(Beginning of Dataset entries)

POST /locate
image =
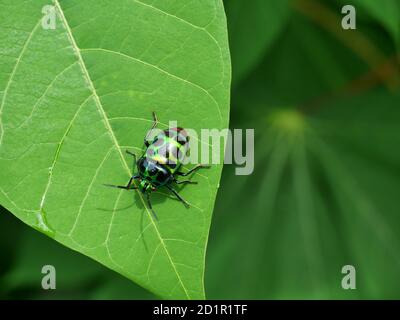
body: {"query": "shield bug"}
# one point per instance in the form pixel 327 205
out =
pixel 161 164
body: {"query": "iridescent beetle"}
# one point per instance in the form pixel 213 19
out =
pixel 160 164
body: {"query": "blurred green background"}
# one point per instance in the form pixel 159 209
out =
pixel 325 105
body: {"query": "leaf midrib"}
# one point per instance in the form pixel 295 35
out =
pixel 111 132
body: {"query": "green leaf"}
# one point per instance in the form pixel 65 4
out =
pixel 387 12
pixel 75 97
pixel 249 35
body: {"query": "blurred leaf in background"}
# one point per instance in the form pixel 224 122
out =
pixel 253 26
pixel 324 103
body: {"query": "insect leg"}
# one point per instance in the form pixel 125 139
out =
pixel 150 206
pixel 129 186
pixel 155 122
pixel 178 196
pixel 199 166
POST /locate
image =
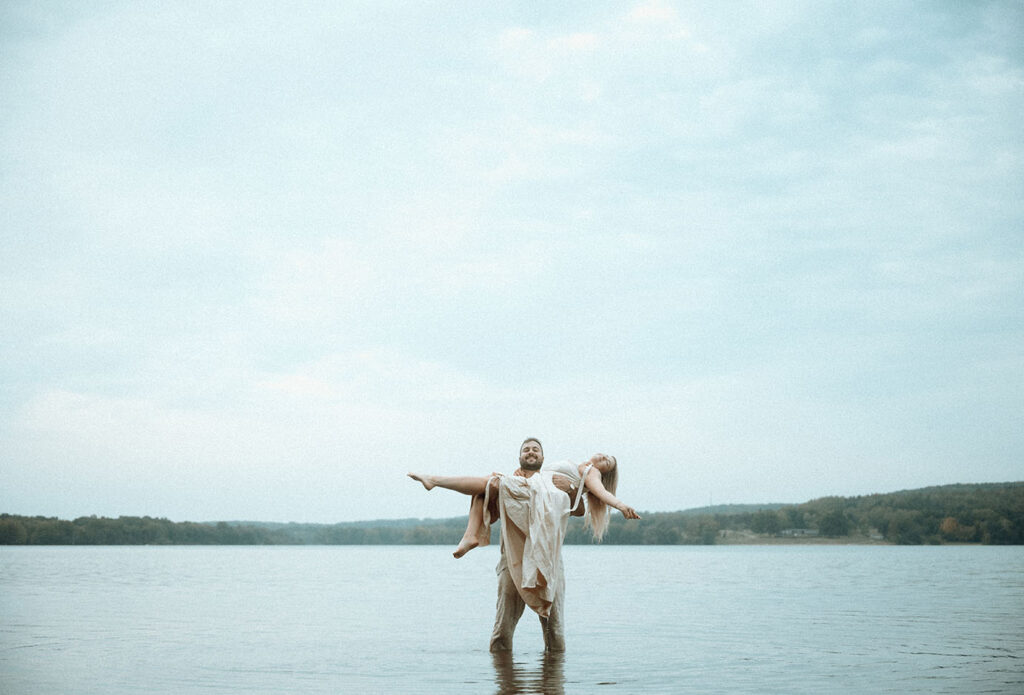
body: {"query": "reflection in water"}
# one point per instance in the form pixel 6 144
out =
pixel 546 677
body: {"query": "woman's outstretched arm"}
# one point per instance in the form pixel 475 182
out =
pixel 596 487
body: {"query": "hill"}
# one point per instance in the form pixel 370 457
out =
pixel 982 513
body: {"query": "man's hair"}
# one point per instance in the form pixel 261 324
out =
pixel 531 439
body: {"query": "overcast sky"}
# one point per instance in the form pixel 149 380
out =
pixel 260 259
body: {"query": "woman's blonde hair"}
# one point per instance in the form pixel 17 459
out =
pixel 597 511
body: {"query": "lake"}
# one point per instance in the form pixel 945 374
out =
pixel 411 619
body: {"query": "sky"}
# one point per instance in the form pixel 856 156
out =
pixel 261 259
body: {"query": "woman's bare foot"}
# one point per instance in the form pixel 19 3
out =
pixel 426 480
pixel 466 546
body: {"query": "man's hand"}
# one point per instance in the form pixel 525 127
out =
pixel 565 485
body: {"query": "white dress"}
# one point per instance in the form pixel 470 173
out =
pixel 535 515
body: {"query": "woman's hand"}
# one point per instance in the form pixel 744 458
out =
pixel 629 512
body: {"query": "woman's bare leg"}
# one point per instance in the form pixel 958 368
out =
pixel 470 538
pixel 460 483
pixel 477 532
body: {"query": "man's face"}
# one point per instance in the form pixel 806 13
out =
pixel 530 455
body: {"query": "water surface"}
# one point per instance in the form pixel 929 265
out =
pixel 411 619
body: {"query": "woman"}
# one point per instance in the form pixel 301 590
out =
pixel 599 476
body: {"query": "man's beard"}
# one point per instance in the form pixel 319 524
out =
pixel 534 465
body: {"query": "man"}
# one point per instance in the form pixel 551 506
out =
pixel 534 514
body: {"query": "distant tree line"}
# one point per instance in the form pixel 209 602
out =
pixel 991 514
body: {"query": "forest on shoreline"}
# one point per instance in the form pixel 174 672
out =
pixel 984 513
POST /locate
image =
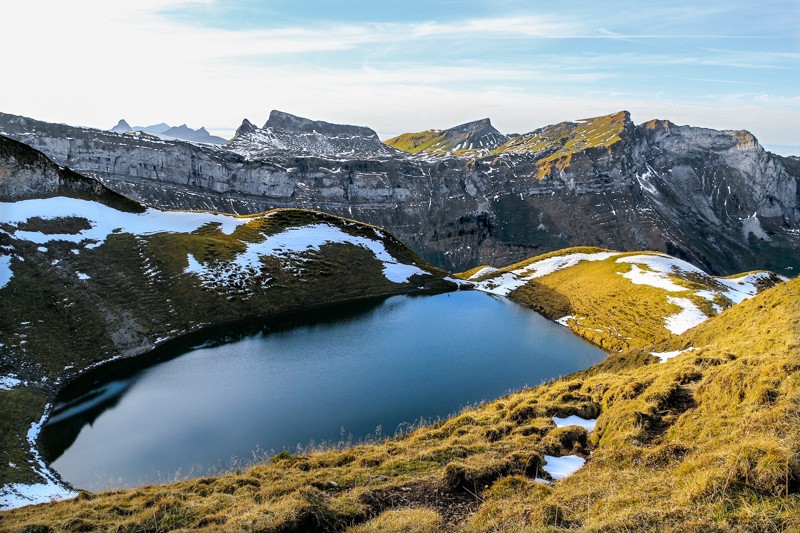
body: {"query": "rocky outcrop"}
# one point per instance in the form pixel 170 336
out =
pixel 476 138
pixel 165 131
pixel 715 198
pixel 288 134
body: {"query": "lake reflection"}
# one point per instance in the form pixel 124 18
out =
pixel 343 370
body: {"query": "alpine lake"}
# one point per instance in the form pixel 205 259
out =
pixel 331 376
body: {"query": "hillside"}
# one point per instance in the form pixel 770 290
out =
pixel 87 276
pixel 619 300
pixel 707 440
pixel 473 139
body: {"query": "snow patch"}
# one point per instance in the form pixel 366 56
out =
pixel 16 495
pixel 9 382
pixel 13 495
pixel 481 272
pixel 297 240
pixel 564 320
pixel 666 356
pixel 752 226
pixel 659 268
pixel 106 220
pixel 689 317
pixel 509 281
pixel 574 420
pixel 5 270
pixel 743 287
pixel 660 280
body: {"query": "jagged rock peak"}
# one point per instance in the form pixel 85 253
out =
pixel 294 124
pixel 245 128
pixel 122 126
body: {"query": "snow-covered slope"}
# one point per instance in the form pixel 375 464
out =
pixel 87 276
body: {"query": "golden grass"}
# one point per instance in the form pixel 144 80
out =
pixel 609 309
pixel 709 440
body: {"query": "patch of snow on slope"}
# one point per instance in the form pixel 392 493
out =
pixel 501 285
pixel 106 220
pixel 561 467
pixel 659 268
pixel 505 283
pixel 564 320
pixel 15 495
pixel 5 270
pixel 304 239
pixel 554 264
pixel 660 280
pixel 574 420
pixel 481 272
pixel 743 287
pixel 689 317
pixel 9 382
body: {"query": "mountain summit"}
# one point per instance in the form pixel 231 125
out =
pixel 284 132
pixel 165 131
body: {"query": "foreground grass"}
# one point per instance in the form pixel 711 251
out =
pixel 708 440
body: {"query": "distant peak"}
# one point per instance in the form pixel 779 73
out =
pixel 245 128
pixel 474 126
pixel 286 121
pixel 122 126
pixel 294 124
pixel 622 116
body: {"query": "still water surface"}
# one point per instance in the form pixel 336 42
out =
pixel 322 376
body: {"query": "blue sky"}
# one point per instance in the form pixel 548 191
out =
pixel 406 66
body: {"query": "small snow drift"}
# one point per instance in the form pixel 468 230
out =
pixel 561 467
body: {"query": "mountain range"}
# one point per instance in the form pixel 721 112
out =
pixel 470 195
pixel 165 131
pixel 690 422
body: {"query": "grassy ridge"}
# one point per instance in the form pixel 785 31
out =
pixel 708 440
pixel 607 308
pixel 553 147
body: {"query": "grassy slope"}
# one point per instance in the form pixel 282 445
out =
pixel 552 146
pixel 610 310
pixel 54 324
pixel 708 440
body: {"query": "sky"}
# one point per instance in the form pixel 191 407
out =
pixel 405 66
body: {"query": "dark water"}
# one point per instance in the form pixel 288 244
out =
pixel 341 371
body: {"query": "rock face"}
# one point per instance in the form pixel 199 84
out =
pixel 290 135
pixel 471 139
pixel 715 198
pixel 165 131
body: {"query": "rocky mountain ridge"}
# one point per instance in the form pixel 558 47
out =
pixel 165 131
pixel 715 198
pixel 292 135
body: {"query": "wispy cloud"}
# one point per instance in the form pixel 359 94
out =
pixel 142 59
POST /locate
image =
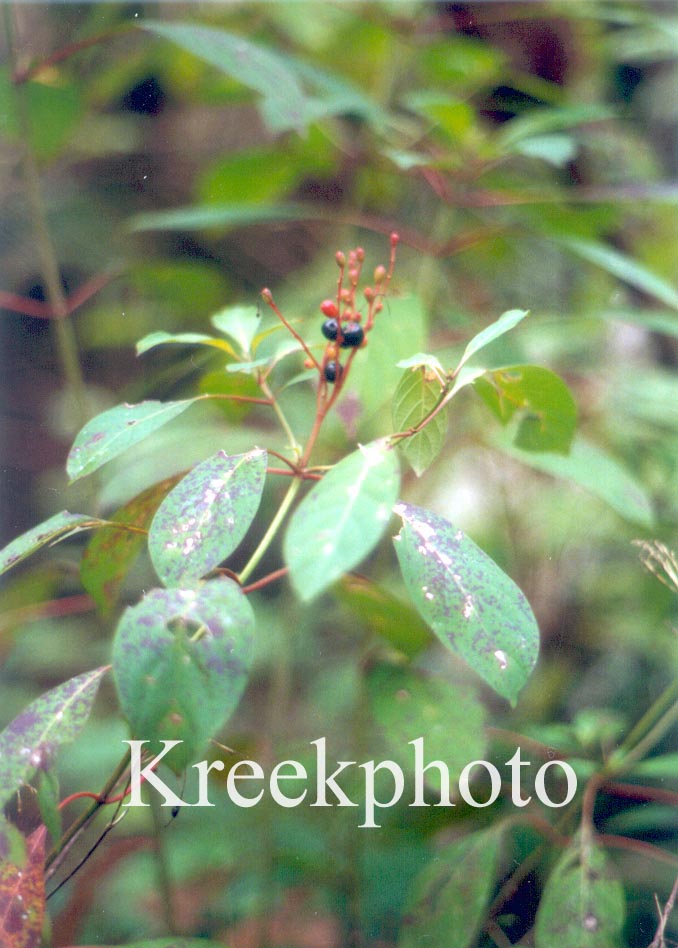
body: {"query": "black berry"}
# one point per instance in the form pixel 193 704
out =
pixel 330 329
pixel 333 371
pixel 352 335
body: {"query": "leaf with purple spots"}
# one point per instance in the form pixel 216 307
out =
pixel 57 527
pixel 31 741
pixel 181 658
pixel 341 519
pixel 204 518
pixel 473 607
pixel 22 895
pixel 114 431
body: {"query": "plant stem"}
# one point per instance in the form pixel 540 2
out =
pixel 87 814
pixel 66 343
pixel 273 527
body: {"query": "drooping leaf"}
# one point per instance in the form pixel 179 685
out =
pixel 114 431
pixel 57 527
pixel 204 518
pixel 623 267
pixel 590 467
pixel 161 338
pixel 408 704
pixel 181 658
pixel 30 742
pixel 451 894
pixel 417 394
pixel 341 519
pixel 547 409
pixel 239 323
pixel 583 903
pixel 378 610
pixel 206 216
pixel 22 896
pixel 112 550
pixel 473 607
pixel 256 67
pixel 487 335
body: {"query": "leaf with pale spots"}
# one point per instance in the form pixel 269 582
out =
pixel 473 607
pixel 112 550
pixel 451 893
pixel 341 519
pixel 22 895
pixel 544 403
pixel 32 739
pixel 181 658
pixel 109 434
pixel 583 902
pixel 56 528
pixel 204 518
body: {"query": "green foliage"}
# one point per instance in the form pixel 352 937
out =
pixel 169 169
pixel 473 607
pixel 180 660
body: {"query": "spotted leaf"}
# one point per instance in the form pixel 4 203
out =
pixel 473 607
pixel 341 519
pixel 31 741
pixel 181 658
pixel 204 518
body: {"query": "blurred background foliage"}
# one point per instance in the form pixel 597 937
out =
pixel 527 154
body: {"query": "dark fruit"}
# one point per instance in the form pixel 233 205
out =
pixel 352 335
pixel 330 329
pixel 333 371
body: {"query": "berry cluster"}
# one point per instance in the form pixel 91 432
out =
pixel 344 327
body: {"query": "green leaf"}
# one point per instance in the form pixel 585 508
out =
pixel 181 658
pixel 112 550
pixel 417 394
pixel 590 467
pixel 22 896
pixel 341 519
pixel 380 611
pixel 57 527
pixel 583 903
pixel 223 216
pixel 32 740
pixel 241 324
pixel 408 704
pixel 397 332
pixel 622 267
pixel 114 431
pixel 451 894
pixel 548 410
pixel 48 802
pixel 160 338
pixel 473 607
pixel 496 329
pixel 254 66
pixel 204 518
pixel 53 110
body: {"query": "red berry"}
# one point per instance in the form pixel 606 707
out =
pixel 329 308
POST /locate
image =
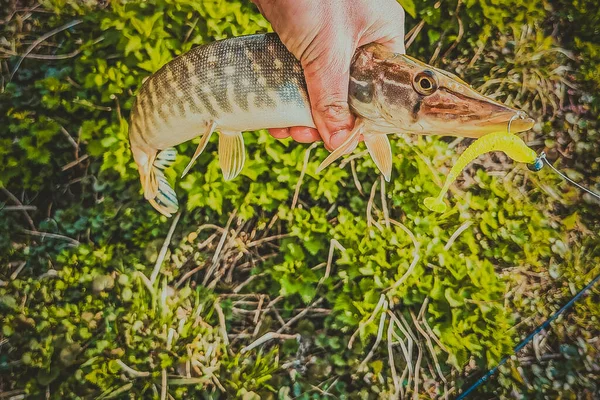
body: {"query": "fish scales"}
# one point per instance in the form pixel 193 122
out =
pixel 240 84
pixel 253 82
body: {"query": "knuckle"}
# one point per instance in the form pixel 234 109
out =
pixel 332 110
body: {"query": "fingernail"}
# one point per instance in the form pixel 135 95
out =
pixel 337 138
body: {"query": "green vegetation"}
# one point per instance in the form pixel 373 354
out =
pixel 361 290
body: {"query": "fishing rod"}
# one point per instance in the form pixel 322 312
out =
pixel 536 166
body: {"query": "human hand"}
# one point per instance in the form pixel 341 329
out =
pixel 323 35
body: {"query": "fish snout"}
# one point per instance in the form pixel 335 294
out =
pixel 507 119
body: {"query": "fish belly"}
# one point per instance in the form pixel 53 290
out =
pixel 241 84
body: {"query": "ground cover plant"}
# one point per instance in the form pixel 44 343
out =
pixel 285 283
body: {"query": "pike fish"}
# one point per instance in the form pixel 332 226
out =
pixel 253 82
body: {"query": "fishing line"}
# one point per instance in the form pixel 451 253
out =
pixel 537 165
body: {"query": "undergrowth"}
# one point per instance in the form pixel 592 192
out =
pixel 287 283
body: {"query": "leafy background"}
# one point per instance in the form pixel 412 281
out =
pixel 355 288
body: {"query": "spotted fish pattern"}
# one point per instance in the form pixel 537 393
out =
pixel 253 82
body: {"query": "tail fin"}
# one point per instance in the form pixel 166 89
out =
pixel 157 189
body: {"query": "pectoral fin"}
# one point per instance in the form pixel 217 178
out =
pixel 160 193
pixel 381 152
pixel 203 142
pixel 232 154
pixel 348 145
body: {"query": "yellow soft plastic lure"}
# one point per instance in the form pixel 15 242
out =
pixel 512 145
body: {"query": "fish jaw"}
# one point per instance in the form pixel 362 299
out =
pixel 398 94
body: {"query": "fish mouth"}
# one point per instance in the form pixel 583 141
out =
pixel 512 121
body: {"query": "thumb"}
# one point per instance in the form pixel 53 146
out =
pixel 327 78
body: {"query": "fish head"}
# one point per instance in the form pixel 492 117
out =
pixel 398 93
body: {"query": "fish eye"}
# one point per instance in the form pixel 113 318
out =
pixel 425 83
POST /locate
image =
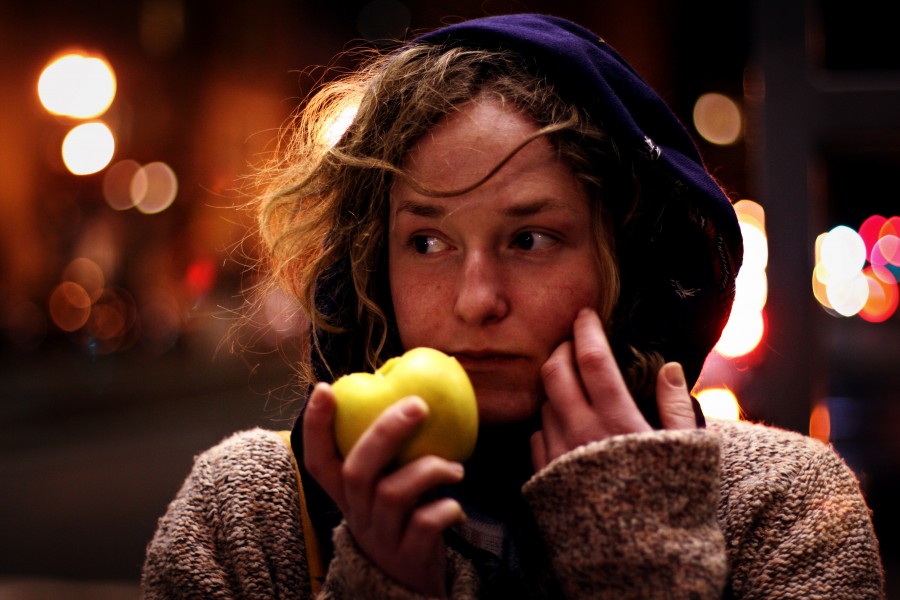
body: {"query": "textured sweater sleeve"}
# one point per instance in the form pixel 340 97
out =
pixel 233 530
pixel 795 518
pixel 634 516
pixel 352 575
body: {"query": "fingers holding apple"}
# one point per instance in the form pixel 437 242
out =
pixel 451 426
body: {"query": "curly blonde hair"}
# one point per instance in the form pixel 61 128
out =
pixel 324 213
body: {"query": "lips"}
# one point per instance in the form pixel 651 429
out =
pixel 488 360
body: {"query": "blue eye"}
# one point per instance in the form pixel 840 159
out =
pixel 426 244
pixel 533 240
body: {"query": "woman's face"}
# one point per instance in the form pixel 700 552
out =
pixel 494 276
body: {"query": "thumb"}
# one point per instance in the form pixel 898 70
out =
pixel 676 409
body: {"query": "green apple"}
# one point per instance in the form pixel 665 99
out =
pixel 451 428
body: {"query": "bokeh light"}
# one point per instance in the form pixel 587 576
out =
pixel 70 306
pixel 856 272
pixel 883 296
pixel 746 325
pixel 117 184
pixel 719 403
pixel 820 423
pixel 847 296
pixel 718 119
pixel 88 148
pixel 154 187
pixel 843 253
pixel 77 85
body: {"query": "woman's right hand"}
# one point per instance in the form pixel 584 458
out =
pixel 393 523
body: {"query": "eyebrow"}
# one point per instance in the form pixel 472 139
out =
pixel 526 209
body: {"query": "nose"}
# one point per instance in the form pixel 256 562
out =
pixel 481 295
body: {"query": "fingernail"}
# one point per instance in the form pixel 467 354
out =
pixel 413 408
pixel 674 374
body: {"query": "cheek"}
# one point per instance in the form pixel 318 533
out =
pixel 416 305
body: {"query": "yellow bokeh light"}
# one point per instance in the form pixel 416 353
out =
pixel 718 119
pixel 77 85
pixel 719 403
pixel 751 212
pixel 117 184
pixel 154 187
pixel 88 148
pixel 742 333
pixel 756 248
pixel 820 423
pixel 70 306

(End of Dataset entries)

Scan the records above for the word "with". Show each line in which it appears.

## Your response
body: {"query": "leaf with purple spots"}
body: {"query": "leaf with pale spots"}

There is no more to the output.